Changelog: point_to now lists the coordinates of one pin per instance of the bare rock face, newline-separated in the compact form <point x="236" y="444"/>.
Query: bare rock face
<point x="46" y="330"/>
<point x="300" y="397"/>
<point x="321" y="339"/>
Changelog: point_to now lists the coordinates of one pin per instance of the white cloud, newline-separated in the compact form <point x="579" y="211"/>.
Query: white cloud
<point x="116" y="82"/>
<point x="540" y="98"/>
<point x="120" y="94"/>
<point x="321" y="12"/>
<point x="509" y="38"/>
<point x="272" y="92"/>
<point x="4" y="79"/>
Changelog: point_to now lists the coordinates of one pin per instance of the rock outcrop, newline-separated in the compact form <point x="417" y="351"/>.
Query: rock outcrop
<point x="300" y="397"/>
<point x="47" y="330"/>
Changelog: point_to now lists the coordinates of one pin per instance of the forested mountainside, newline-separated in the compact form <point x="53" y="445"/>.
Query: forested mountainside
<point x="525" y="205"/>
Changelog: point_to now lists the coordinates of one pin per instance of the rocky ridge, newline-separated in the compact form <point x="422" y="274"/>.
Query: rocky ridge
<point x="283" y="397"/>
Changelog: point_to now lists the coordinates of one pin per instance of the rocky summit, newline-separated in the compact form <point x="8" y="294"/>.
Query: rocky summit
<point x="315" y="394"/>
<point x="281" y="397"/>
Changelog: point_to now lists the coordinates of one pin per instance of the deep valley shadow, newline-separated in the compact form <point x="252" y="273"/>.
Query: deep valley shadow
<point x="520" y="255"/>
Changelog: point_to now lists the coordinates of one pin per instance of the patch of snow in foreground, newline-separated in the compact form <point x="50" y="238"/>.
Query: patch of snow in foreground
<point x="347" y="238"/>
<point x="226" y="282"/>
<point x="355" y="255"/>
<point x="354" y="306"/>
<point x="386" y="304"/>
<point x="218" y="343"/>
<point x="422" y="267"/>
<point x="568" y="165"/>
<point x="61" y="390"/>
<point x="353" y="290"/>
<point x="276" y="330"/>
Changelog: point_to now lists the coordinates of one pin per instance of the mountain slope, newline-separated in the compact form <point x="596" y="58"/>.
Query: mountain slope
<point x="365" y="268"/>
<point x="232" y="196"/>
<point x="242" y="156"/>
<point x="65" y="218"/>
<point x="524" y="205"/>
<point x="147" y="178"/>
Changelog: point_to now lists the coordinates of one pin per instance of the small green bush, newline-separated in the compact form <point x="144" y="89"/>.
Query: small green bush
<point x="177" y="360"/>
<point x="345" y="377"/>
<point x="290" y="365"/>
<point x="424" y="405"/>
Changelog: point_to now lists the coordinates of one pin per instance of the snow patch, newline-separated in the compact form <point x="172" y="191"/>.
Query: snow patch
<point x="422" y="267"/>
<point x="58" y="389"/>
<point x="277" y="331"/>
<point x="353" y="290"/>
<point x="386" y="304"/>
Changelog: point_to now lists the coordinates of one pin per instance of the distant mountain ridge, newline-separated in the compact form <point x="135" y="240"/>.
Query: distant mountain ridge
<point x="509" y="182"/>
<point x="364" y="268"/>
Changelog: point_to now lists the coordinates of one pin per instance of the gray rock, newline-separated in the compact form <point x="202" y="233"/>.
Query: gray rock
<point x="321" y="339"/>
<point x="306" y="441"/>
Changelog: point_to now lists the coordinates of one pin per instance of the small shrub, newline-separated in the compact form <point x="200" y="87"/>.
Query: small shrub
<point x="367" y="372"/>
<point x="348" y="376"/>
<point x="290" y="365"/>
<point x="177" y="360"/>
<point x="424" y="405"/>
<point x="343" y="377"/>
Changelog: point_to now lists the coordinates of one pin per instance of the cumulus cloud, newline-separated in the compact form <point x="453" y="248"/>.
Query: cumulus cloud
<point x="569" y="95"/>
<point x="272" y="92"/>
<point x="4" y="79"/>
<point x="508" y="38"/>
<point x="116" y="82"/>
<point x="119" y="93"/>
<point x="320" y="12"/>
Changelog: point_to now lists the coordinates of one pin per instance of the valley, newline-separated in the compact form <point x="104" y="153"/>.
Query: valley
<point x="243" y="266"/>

════════════════════

> _Set exercise_
Quote all of the entries above word for word, line by line.

> _Solution_
Changelog: point_to now lists the coordinates of one pin per instance of the bare rock face, newline-separated in the compact form <point x="236" y="444"/>.
Query: bare rock face
<point x="46" y="330"/>
<point x="300" y="397"/>
<point x="321" y="339"/>
Changelog: point_to now lists the coordinates of one pin per instance of the white cloud, newline-separated in the compact form <point x="579" y="211"/>.
Query: white cloud
<point x="116" y="82"/>
<point x="540" y="98"/>
<point x="120" y="94"/>
<point x="321" y="12"/>
<point x="509" y="38"/>
<point x="272" y="92"/>
<point x="4" y="79"/>
Changelog: point_to now lists the coordinates of one pin per instance of the rock outcrop, newline-separated in the compact form <point x="417" y="351"/>.
Query: rock outcrop
<point x="300" y="397"/>
<point x="47" y="330"/>
Changelog: point_to now lists the coordinates of one pin per instance of the forested mountainside, newline-separated in the compact form <point x="53" y="445"/>.
Query: forested mountainside
<point x="525" y="205"/>
Changelog: point_to now lists the coordinates of one pin per instance of the rocky ridge, newline-separated in the compact form <point x="422" y="274"/>.
Query: rocky ridge
<point x="283" y="397"/>
Changelog: point_to now lists the coordinates of one pin per instance of the rocky summit, newline-separated in the compact form <point x="8" y="294"/>.
Query: rocky summit
<point x="315" y="394"/>
<point x="281" y="397"/>
Changelog: point_to now lists the coordinates of one pin per instance of the deep valley shadow, newline-separated in the compact form <point x="252" y="273"/>.
Query: deep valley shadow
<point x="520" y="255"/>
Changelog: point_to now lists the coordinates of one pin per instance of the patch of snow in foreground, newline-separated in the compact form <point x="50" y="238"/>.
Query: patch of snow in foreground
<point x="347" y="238"/>
<point x="226" y="282"/>
<point x="355" y="255"/>
<point x="354" y="306"/>
<point x="386" y="304"/>
<point x="218" y="343"/>
<point x="422" y="267"/>
<point x="568" y="165"/>
<point x="61" y="390"/>
<point x="353" y="290"/>
<point x="276" y="330"/>
Changelog: point_to now lists the coordinates of one pin per instance of the mountain slope, newline-separated in the compact form <point x="596" y="58"/>.
Query: mountain slope
<point x="365" y="268"/>
<point x="232" y="196"/>
<point x="242" y="156"/>
<point x="65" y="218"/>
<point x="524" y="205"/>
<point x="147" y="178"/>
Changelog: point_to now lists the coordinates of one pin per instance of the small green bush, newline-separated in the compact form <point x="144" y="89"/>.
Query: small green bush
<point x="177" y="360"/>
<point x="345" y="377"/>
<point x="290" y="365"/>
<point x="424" y="405"/>
Changelog: point_to now lists the coordinates of one pin per instance of the snow patch, newline-separated in the compact form <point x="172" y="191"/>.
Query: snow patch
<point x="422" y="267"/>
<point x="58" y="389"/>
<point x="277" y="331"/>
<point x="353" y="290"/>
<point x="386" y="304"/>
Changelog: point_to now lists the coordinates of one pin per instance of the distant mountain ridge, newline-separated in the compact form <point x="135" y="240"/>.
Query: distant mountain ridge
<point x="509" y="182"/>
<point x="364" y="268"/>
Changelog: point_to now lists the coordinates of one pin per instance of the gray rock, newline-separated in the compact form <point x="202" y="233"/>.
Query: gray rock
<point x="321" y="339"/>
<point x="306" y="441"/>
Changelog: point_to now lists the coordinates of one pin per instance of the small shrub, newline-separated in the compact form <point x="200" y="87"/>.
Query: small shrub
<point x="367" y="372"/>
<point x="348" y="376"/>
<point x="290" y="365"/>
<point x="177" y="360"/>
<point x="424" y="405"/>
<point x="343" y="377"/>
Changelog: point_to now lists the coordinates of one pin per instance of the cumulus cloud, newline-separated in the compact form <point x="453" y="248"/>.
Query: cumulus cloud
<point x="569" y="95"/>
<point x="272" y="92"/>
<point x="4" y="79"/>
<point x="508" y="38"/>
<point x="116" y="82"/>
<point x="119" y="93"/>
<point x="320" y="12"/>
Changelog: point_to now lists the coordinates of one pin per instance of the valley, newline-separated in the compact form <point x="104" y="153"/>.
Query: valley
<point x="243" y="266"/>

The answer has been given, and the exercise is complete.